**Exercise prompt:**
Revise the items from the line containing "Where can the child's face" through the end of the items so that "examination bed" becomes "exam table", with nothing else changed.

Entries from a dataset:
----------

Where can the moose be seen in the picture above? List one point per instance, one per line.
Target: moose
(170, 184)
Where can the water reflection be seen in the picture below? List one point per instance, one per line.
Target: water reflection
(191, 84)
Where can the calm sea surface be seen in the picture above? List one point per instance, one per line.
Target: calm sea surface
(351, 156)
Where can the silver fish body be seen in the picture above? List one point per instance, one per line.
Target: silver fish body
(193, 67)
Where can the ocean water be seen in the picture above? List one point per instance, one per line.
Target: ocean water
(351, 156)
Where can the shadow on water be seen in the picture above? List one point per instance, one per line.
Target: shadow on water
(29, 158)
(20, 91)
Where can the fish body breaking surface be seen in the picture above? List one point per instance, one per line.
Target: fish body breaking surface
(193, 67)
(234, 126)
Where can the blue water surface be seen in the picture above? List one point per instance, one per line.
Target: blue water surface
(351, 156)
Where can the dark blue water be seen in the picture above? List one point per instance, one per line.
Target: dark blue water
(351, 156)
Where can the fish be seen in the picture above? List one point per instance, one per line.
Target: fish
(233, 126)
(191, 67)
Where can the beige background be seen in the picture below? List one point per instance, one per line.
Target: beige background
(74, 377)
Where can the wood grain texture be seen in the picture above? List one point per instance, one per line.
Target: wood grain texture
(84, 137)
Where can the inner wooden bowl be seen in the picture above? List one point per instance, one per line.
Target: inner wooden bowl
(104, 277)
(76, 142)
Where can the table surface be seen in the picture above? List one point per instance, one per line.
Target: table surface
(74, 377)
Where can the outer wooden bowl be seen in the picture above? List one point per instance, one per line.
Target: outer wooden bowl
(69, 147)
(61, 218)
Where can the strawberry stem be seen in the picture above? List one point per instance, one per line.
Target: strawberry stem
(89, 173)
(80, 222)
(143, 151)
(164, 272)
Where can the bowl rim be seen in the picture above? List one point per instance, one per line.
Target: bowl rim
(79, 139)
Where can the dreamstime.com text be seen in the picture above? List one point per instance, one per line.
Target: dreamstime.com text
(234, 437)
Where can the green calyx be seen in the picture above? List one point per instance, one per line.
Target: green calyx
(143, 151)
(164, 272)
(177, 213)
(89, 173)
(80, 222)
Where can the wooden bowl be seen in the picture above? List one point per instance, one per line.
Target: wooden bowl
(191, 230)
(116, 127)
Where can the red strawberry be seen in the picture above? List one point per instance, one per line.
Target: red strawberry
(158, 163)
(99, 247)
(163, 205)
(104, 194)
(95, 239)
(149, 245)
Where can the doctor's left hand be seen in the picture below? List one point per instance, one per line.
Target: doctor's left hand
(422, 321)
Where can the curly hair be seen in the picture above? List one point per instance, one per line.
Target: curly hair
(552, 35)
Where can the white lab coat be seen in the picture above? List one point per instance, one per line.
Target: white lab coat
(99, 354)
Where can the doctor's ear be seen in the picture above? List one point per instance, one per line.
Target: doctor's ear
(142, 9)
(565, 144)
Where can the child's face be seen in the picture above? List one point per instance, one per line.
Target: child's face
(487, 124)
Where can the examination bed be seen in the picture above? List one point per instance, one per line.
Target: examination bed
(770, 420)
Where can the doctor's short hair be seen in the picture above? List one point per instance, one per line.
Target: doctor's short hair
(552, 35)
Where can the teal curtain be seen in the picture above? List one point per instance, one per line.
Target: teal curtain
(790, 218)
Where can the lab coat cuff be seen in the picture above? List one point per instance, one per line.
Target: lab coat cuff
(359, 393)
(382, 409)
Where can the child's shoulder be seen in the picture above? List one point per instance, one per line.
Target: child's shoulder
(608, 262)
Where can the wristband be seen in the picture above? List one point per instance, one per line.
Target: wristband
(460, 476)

----------

**Response to this task:**
Where can the child's face be seen in the picture above? List one point per instance, one per line.
Target: child's face
(487, 124)
Where can the exam table be seen in the picture above? List one point per instance, one per line.
Target: exam table
(770, 420)
Where can the doctor's short hair be seen in the picture above? List one point per instance, one per line.
Target: doctor's short hair
(552, 35)
Where can the teal curtain be seen in the picture above? List one point per instance, one per line.
Target: teal curtain
(790, 218)
Where can the lab coat cuff be seen in the picture above? List one point per instance, one per line.
Target: lab coat cuff
(359, 393)
(382, 409)
Where can the child's shoulder be seen in the picture above? List one point per instance, one per line.
Target: child's shoulder
(608, 262)
Where can the wristband be seen in the picture above? List one point per instance, one per line.
Target: wristband
(460, 476)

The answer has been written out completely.